## Written task:
Rewrite every line of the listing below, starting at the line containing "Tag each instance of the player's face" and ending at the line containing "x=140, y=71", adding 80 to each x and y coordinate in the answers and leaving all other lines unchanged.

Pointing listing
-----
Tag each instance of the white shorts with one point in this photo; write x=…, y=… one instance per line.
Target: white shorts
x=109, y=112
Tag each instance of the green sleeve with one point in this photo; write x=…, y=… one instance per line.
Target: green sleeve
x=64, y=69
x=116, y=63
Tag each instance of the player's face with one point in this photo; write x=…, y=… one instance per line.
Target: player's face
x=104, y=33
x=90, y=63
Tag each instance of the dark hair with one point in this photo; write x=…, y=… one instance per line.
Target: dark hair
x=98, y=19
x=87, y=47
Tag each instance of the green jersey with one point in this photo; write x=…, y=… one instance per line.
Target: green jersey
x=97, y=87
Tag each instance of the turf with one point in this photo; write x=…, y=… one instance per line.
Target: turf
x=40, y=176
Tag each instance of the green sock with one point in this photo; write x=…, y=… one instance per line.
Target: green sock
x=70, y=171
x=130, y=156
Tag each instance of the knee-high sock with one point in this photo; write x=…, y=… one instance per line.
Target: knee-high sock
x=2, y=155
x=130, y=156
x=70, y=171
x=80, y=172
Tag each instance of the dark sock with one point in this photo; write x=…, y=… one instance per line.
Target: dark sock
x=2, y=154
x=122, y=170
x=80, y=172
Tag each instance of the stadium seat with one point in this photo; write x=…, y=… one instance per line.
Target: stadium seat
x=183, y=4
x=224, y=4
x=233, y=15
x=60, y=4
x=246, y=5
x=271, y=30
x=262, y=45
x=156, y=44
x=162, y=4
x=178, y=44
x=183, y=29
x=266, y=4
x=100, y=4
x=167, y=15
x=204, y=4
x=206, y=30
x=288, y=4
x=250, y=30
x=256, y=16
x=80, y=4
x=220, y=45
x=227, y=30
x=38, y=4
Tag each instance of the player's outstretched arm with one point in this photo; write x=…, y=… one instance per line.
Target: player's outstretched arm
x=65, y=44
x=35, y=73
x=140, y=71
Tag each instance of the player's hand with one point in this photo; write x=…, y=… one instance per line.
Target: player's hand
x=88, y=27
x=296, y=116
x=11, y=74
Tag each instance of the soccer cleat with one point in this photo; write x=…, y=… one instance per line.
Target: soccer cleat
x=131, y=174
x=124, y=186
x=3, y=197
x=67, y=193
-----
## Task result:
Tag each instance of the player's face with one point in this photo; write x=…, y=… one instance per line.
Target: player's face
x=184, y=113
x=170, y=143
Tag each instance of the dark hair with one point in this photo; write x=…, y=… one instance per line.
Target: dark hair
x=178, y=99
x=167, y=127
Tag each instance of the green jersey with one point in this photo; write x=…, y=… one instance per line.
Target: green jersey
x=177, y=167
Tag each instance of the turf with one point in this photo; write x=…, y=… one instance per line.
Target: turf
x=120, y=256
Tag each instance of the green sock with one point in this photo; write x=…, y=… one instance per line.
Target: green sock
x=150, y=251
x=210, y=236
Tag each instance of the knee-high sock with one point in this photo; write x=…, y=… one instance per line.
Target: knee-high sock
x=82, y=235
x=210, y=236
x=150, y=251
x=160, y=252
Tag each instance of the dark sock with one point in this photo; write x=…, y=… one instance per line.
Target: dark sock
x=82, y=234
x=202, y=250
x=160, y=252
Tag each instance of the stadium seat with one point in this photo; write x=…, y=… one instance per line.
Target: stadium seat
x=263, y=84
x=304, y=84
x=313, y=95
x=140, y=84
x=326, y=85
x=351, y=110
x=342, y=125
x=236, y=124
x=242, y=84
x=258, y=124
x=263, y=109
x=346, y=84
x=180, y=84
x=247, y=95
x=284, y=84
x=286, y=110
x=368, y=84
x=330, y=110
x=336, y=96
x=160, y=84
x=300, y=125
x=307, y=110
x=118, y=84
Tag each instance of the player's outstretched arm with one point in this photo; write x=…, y=… one instance per line.
Target: player's outstretched arm
x=145, y=124
x=115, y=153
x=220, y=151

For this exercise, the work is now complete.